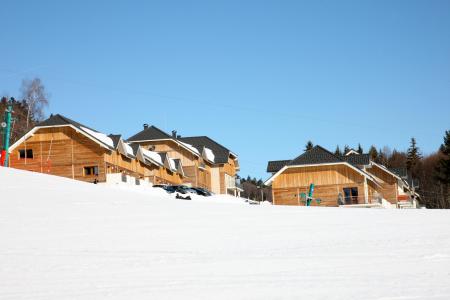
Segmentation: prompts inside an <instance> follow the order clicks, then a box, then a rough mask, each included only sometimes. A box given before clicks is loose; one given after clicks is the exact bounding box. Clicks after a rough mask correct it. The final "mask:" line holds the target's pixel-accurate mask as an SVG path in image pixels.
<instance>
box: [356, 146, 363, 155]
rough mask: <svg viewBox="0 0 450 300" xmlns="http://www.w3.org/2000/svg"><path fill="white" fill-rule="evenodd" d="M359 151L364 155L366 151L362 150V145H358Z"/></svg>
mask: <svg viewBox="0 0 450 300" xmlns="http://www.w3.org/2000/svg"><path fill="white" fill-rule="evenodd" d="M357 151H358V153H359V154H363V152H364V150H363V149H362V147H361V144H360V143H358V150H357Z"/></svg>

---*---

执行任务: 把以上所有行整理成一个 JSON 字符串列表，每行一个字符串，略去空行，并且不要把图片放进结果。

已解问题:
[
  "Segmentation: prompts inside an <instance> follow the order clicks, then a box, then a rough mask, each included only sometimes. A box given before clicks is loose; one given after clicks is the exact bounding box. Clicks after a rough mask correct it. The final \"mask:\" line holds the target's pixel-accurate mask as an SVG path in image pixels.",
  "<instance>",
  "box: [356, 146, 363, 155]",
  "rough mask: <svg viewBox=\"0 0 450 300\" xmlns=\"http://www.w3.org/2000/svg\"><path fill=\"white\" fill-rule=\"evenodd\" d=\"M359 151L364 155L366 151L362 150V145H358Z\"/></svg>",
  "mask: <svg viewBox=\"0 0 450 300\" xmlns=\"http://www.w3.org/2000/svg\"><path fill=\"white\" fill-rule=\"evenodd\" d=\"M357 151H358V153H359V154H363V152H364V150H363V149H362V147H361V144H360V143H358V150H357Z\"/></svg>"
]